Can you copy every row below word for word, leaving out the pictures?

— Start of INPUT RECORDS —

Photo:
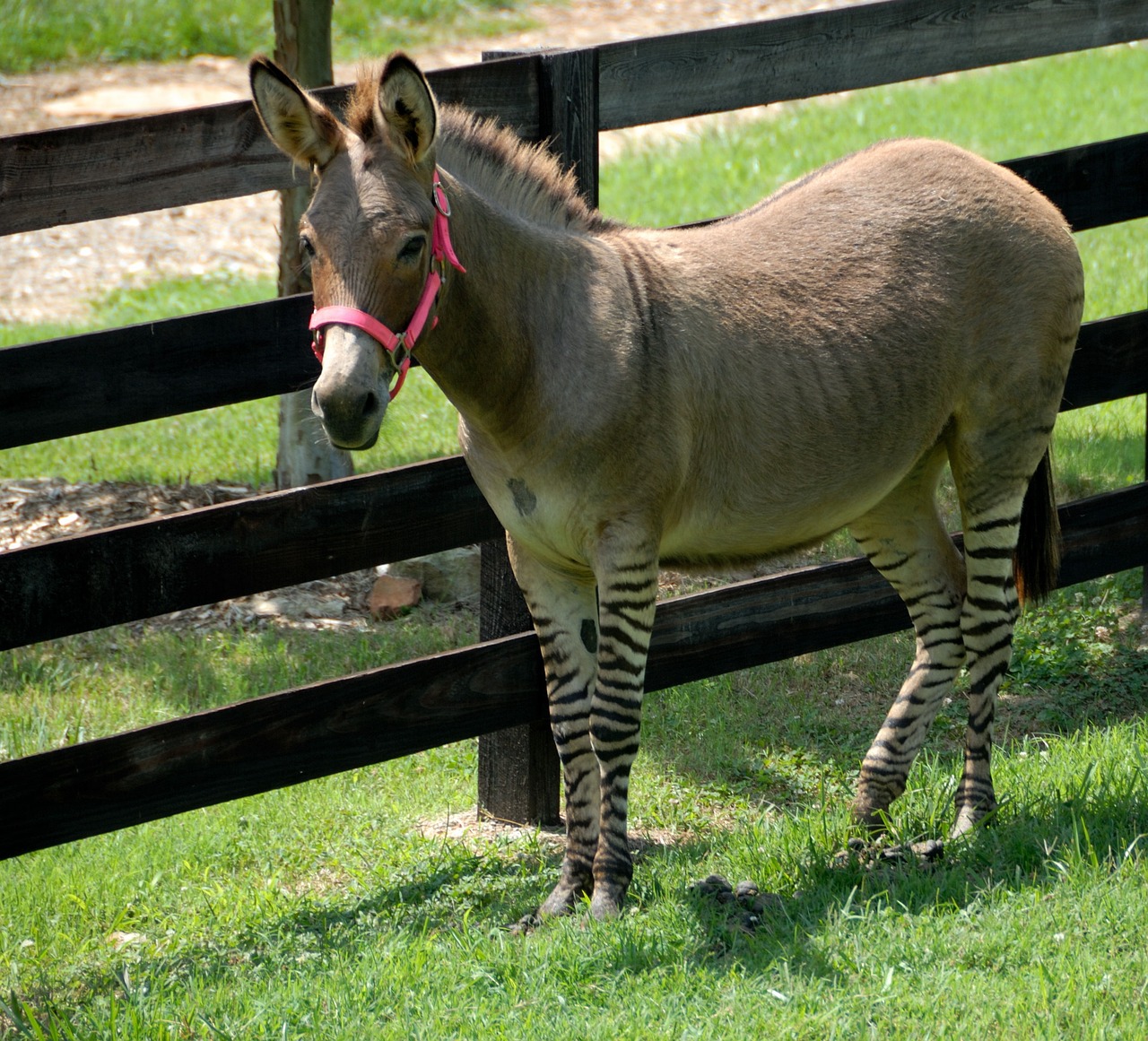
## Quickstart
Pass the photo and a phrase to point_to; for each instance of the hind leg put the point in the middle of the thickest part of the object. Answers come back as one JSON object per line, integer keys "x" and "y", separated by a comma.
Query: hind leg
{"x": 906, "y": 541}
{"x": 566, "y": 621}
{"x": 992, "y": 524}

— End of INPUT RECORDS —

▸ COMPLETE OUTPUT
Photo:
## Quickstart
Pass the photo and a phrase to point_to; for each instance of the hind leg put the point in the middle of the thickest part of the object. Answers come back as one JSON object per line, integer keys "x" and "y", separated by a comma.
Query: hind leg
{"x": 906, "y": 541}
{"x": 566, "y": 621}
{"x": 992, "y": 524}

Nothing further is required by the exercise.